## ЗАДАНИЕ A:
Кто во фрагменте документа ниже улыбался и кивал головами, когда им напоминали о прежних обычаях «посвящения»?

## ФРАГМЕНТ ДОКУМЕНТА:
"""
Я обошел все сахалинские тюрьмы и могу с полной достоверностью сказать, что прежний страшный обычай "посвящения в каторжники", обычай пытать "новичков", отошел в область преданий. Теперь этого нет. Тогда розга и кнут свистели повсюду, и это отражалось на нравах тюрьмы. Теперь нравы "мягчают".
"Молодая" каторга делает только удивленные глаза, когда спрашиваешь: "А нет ли у вас таких-то и таких-то обычаев?" И только старики Дербинской каторжной богадельни, когда я им напоминал о прежних обычаях "посвящения", улыбались и кивали головами на эти рассказы, словно встретились с добрым старым знакомым.
– Было, было все это! Верно.
И они охотно пускались в те пространные описания, в которые всегда пускается человек при воспоминаниях о пережитых бедствиях.
А "молодая" каторга и понять даже этих обычаев не может:
– Да кому же какая от этого польза?
"""
## СТРОКИ ДЛЯ ОБРАБОТКИ:
"""
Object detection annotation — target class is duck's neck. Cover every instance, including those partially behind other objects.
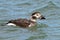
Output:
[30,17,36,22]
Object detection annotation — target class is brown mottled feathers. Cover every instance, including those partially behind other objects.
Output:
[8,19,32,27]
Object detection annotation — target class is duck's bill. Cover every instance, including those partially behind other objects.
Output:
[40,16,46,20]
"""
## ЗАДАНИЕ B:
Сдвиньте координаты ограничивающих рамок в ответах на 143, прибавив это число к каждой координате. Перепишите строки целиком вместе с запросами, начиная со строки, где есть «Object detection annotation — target class is brown», и заканчивая последней строкой блока.

## ПРАВИЛЬНЫЙ ОТВЕТ A:
Старики Дербинской каторжной богадельни.

## ПРАВИЛЬНЫЙ ОТВЕТ B:
Object detection annotation — target class is brown mottled feathers. Cover every instance, including those partially behind other objects.
Output:
[151,162,175,170]
Object detection annotation — target class is duck's bill. Cover every instance, including those partially behind other objects.
Output:
[183,159,189,163]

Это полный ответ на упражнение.